## Goal of the exercise:
Output the following lines exactly as they appear, starting at the line that contains "Pass this photo to locate to point out the overcast" and ending at the line that contains "x=102, y=68", with both of those lines included.
Supplied entries start
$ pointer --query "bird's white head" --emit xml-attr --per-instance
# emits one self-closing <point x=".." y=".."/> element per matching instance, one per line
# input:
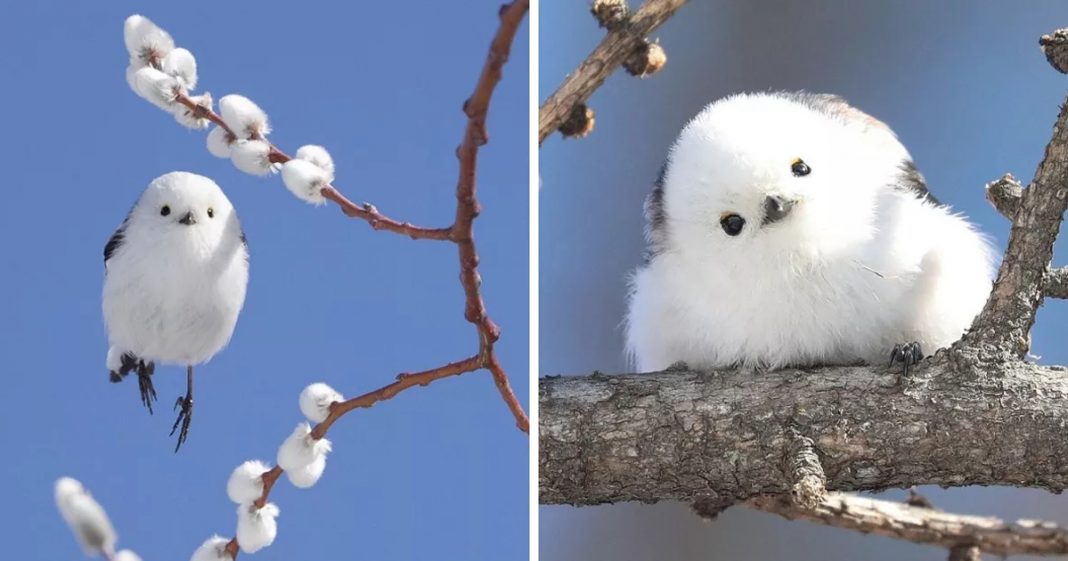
<point x="773" y="176"/>
<point x="185" y="209"/>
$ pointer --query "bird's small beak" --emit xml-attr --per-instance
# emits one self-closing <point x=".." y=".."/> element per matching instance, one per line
<point x="189" y="219"/>
<point x="775" y="208"/>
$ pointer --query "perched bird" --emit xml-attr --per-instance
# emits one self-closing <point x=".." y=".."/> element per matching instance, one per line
<point x="175" y="275"/>
<point x="790" y="229"/>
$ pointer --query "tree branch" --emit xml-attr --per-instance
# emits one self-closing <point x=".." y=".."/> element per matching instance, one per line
<point x="1056" y="283"/>
<point x="1002" y="330"/>
<point x="612" y="51"/>
<point x="964" y="534"/>
<point x="721" y="436"/>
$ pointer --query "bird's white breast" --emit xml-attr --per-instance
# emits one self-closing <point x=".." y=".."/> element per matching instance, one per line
<point x="176" y="304"/>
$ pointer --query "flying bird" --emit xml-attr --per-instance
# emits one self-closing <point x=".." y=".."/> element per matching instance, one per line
<point x="791" y="229"/>
<point x="175" y="276"/>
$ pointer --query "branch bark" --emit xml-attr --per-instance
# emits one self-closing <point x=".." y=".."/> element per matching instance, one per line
<point x="963" y="534"/>
<point x="721" y="437"/>
<point x="612" y="51"/>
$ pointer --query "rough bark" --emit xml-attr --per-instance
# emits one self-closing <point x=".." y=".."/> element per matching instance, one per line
<point x="963" y="534"/>
<point x="722" y="436"/>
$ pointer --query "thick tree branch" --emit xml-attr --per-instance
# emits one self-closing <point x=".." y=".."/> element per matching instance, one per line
<point x="1002" y="330"/>
<point x="721" y="436"/>
<point x="1056" y="283"/>
<point x="1055" y="47"/>
<point x="612" y="51"/>
<point x="962" y="533"/>
<point x="1005" y="195"/>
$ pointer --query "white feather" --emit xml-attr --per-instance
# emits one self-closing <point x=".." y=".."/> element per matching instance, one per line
<point x="213" y="549"/>
<point x="246" y="483"/>
<point x="85" y="517"/>
<point x="244" y="117"/>
<point x="172" y="292"/>
<point x="859" y="265"/>
<point x="256" y="528"/>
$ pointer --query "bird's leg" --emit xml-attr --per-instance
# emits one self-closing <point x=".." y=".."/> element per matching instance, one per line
<point x="127" y="363"/>
<point x="144" y="383"/>
<point x="908" y="354"/>
<point x="186" y="413"/>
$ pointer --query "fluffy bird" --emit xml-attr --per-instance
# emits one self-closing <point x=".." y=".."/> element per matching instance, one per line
<point x="791" y="229"/>
<point x="175" y="276"/>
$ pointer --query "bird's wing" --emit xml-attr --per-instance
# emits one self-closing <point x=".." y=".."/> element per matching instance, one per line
<point x="113" y="243"/>
<point x="912" y="181"/>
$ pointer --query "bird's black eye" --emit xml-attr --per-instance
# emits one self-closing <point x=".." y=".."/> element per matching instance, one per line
<point x="732" y="223"/>
<point x="800" y="169"/>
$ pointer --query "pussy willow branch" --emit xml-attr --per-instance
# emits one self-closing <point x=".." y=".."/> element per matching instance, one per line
<point x="610" y="53"/>
<point x="338" y="409"/>
<point x="461" y="233"/>
<point x="925" y="526"/>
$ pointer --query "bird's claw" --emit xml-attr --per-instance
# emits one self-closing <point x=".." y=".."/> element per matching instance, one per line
<point x="185" y="407"/>
<point x="144" y="383"/>
<point x="908" y="354"/>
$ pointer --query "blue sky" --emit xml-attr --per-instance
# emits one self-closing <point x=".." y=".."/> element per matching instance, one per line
<point x="437" y="472"/>
<point x="962" y="82"/>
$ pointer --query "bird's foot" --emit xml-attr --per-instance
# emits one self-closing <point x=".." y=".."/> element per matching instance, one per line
<point x="144" y="384"/>
<point x="908" y="354"/>
<point x="185" y="407"/>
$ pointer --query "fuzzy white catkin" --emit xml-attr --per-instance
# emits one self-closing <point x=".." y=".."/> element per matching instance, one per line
<point x="186" y="118"/>
<point x="156" y="87"/>
<point x="246" y="483"/>
<point x="242" y="115"/>
<point x="218" y="144"/>
<point x="318" y="156"/>
<point x="309" y="474"/>
<point x="182" y="65"/>
<point x="299" y="450"/>
<point x="305" y="181"/>
<point x="250" y="156"/>
<point x="316" y="398"/>
<point x="142" y="36"/>
<point x="211" y="549"/>
<point x="126" y="555"/>
<point x="84" y="516"/>
<point x="256" y="528"/>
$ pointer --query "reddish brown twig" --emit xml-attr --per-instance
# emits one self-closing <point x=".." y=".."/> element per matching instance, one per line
<point x="461" y="233"/>
<point x="366" y="211"/>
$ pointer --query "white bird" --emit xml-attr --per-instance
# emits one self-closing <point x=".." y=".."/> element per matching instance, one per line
<point x="175" y="276"/>
<point x="790" y="229"/>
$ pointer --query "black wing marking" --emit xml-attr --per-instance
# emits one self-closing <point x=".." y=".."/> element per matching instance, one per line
<point x="912" y="181"/>
<point x="656" y="217"/>
<point x="114" y="243"/>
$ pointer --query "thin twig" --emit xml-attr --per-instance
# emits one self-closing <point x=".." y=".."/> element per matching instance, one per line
<point x="461" y="233"/>
<point x="612" y="51"/>
<point x="925" y="526"/>
<point x="366" y="211"/>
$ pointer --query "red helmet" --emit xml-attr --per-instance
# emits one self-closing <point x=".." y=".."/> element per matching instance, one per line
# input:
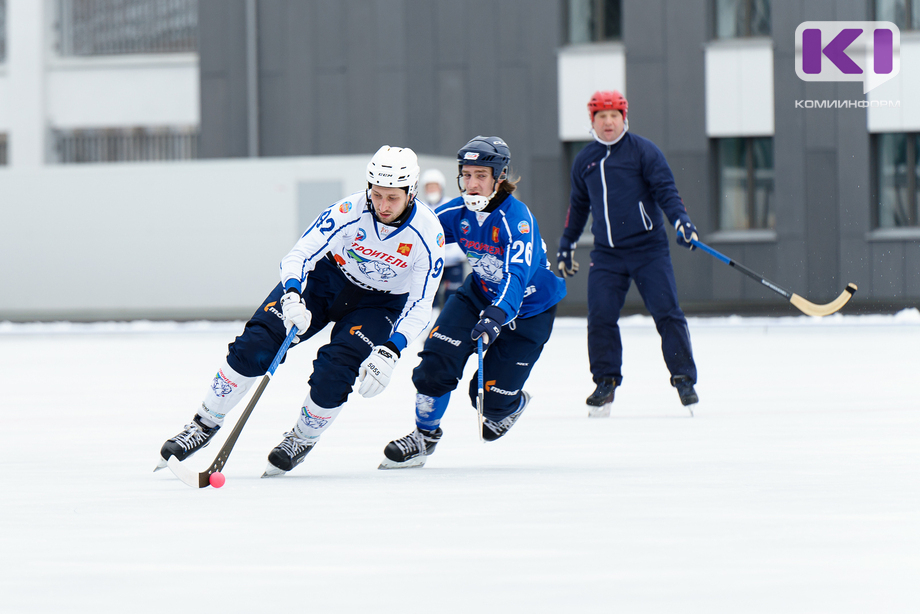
<point x="607" y="100"/>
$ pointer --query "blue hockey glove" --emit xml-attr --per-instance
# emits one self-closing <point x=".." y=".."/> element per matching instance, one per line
<point x="685" y="231"/>
<point x="489" y="325"/>
<point x="565" y="257"/>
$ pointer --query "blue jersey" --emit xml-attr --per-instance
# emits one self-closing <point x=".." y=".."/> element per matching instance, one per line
<point x="507" y="255"/>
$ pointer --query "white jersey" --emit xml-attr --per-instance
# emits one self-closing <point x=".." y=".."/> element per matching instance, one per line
<point x="405" y="259"/>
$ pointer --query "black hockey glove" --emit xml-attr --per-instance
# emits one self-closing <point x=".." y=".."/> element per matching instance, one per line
<point x="489" y="325"/>
<point x="566" y="258"/>
<point x="685" y="232"/>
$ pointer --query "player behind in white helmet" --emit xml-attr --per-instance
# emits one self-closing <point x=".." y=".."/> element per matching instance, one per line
<point x="370" y="265"/>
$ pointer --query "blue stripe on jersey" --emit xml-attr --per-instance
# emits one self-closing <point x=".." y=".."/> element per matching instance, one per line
<point x="427" y="277"/>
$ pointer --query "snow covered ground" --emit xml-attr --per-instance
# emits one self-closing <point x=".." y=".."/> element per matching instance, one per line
<point x="795" y="488"/>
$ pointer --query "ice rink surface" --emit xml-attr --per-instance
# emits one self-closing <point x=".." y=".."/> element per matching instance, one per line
<point x="795" y="488"/>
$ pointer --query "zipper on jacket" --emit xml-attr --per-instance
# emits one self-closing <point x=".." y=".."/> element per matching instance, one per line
<point x="606" y="204"/>
<point x="645" y="216"/>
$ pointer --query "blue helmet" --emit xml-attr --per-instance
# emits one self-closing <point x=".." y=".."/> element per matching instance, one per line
<point x="489" y="151"/>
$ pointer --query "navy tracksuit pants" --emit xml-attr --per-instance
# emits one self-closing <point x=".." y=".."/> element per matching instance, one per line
<point x="608" y="282"/>
<point x="363" y="319"/>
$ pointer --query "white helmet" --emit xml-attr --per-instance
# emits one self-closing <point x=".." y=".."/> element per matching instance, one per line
<point x="433" y="175"/>
<point x="394" y="167"/>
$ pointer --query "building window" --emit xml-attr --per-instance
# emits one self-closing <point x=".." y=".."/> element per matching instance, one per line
<point x="592" y="21"/>
<point x="903" y="13"/>
<point x="896" y="180"/>
<point x="745" y="176"/>
<point x="742" y="18"/>
<point x="2" y="31"/>
<point x="125" y="145"/>
<point x="114" y="27"/>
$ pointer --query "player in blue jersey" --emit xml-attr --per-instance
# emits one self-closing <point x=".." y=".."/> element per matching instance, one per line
<point x="369" y="265"/>
<point x="509" y="301"/>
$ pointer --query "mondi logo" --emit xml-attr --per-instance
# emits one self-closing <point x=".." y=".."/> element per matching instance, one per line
<point x="867" y="51"/>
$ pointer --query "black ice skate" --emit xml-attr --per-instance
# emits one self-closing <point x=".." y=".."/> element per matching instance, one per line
<point x="412" y="450"/>
<point x="602" y="398"/>
<point x="194" y="437"/>
<point x="492" y="430"/>
<point x="685" y="390"/>
<point x="287" y="455"/>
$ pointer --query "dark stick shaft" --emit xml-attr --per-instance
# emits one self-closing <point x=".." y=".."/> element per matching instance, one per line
<point x="759" y="278"/>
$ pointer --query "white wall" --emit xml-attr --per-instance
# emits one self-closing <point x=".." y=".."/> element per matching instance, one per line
<point x="583" y="70"/>
<point x="140" y="90"/>
<point x="739" y="88"/>
<point x="160" y="240"/>
<point x="904" y="88"/>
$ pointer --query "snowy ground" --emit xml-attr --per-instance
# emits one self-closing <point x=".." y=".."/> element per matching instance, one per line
<point x="796" y="488"/>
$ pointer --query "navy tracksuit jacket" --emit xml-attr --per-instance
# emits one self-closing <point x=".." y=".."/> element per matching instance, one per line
<point x="628" y="188"/>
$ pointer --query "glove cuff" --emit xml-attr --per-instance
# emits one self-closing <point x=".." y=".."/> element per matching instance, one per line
<point x="392" y="347"/>
<point x="495" y="313"/>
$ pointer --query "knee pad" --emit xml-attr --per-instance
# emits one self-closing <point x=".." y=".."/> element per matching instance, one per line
<point x="252" y="352"/>
<point x="430" y="410"/>
<point x="227" y="389"/>
<point x="314" y="420"/>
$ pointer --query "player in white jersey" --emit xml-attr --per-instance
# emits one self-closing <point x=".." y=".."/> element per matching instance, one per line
<point x="370" y="264"/>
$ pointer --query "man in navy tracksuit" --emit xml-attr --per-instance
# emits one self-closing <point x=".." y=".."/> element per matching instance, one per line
<point x="625" y="183"/>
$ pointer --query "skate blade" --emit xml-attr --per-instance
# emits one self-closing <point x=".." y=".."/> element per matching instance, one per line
<point x="272" y="472"/>
<point x="418" y="461"/>
<point x="600" y="412"/>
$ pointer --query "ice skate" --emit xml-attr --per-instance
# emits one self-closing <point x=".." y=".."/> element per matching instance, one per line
<point x="194" y="437"/>
<point x="685" y="390"/>
<point x="410" y="451"/>
<point x="287" y="455"/>
<point x="492" y="429"/>
<point x="601" y="399"/>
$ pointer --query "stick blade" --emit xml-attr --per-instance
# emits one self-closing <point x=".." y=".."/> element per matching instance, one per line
<point x="192" y="478"/>
<point x="811" y="309"/>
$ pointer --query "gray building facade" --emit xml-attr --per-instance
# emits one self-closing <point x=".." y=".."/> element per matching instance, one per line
<point x="323" y="77"/>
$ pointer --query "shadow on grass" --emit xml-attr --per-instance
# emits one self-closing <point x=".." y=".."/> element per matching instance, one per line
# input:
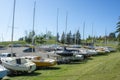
<point x="25" y="74"/>
<point x="48" y="68"/>
<point x="101" y="54"/>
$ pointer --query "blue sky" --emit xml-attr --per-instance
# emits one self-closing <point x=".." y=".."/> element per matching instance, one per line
<point x="99" y="13"/>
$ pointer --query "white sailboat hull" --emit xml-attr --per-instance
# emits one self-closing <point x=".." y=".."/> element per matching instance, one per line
<point x="24" y="65"/>
<point x="3" y="71"/>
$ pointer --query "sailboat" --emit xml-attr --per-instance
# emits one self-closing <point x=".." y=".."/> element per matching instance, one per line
<point x="38" y="60"/>
<point x="3" y="72"/>
<point x="17" y="64"/>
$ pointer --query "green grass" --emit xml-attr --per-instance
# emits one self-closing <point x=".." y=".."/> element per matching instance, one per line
<point x="103" y="67"/>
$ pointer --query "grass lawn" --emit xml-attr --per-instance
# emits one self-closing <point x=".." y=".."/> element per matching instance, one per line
<point x="103" y="67"/>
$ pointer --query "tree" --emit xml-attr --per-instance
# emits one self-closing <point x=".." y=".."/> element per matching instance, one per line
<point x="68" y="38"/>
<point x="63" y="38"/>
<point x="118" y="31"/>
<point x="78" y="37"/>
<point x="40" y="39"/>
<point x="57" y="37"/>
<point x="29" y="37"/>
<point x="112" y="36"/>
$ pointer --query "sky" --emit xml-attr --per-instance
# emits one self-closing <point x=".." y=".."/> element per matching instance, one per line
<point x="100" y="14"/>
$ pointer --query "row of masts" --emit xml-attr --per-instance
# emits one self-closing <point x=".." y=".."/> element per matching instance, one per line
<point x="34" y="9"/>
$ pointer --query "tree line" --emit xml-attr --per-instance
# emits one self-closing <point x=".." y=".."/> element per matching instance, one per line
<point x="69" y="38"/>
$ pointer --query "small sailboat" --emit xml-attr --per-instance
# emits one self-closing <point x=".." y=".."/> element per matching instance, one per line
<point x="17" y="64"/>
<point x="3" y="71"/>
<point x="41" y="62"/>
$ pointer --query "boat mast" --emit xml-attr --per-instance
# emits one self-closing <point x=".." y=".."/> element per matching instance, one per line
<point x="13" y="26"/>
<point x="105" y="36"/>
<point x="66" y="27"/>
<point x="83" y="31"/>
<point x="57" y="26"/>
<point x="33" y="24"/>
<point x="33" y="21"/>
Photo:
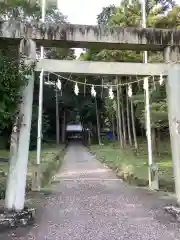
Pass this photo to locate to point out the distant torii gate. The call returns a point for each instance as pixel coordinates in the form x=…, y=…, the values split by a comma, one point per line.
x=81, y=36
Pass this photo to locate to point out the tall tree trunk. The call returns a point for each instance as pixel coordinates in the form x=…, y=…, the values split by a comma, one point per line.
x=98, y=124
x=123, y=117
x=133, y=125
x=158, y=139
x=128, y=117
x=113, y=127
x=64, y=127
x=57, y=118
x=117, y=124
x=153, y=137
x=19, y=149
x=119, y=118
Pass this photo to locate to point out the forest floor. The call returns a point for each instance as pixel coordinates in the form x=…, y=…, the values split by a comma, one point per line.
x=49, y=154
x=133, y=166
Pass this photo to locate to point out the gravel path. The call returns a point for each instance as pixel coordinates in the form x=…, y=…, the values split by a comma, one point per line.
x=91, y=203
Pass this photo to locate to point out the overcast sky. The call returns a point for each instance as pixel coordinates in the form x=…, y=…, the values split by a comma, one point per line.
x=84, y=11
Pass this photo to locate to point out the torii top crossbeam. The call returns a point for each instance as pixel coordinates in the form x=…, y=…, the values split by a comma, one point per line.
x=83, y=36
x=102, y=68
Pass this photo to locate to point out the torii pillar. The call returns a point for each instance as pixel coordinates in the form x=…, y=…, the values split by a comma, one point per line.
x=172, y=55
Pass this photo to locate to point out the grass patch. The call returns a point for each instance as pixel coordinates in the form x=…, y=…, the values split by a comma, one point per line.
x=133, y=167
x=51, y=158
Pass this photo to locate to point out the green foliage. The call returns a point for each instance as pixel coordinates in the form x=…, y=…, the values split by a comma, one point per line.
x=160, y=14
x=12, y=79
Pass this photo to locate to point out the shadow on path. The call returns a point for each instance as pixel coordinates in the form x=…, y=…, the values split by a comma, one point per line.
x=91, y=203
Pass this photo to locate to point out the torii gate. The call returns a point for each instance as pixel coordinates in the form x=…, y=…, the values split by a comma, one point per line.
x=81, y=36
Supplied entries end
## Answer to the problem:
Pass this photo to locate to point out the overcast sky. The call returns a point for each instance as pixel coordinates in the form x=…, y=…, the values split by a comma, one point per line.
x=84, y=11
Pass this photo to locate to point out the torii top crossbeam. The call returns a point for each instance as pixel coordinates in the form x=…, y=…, the values split by a comma, one point per line.
x=83, y=36
x=102, y=68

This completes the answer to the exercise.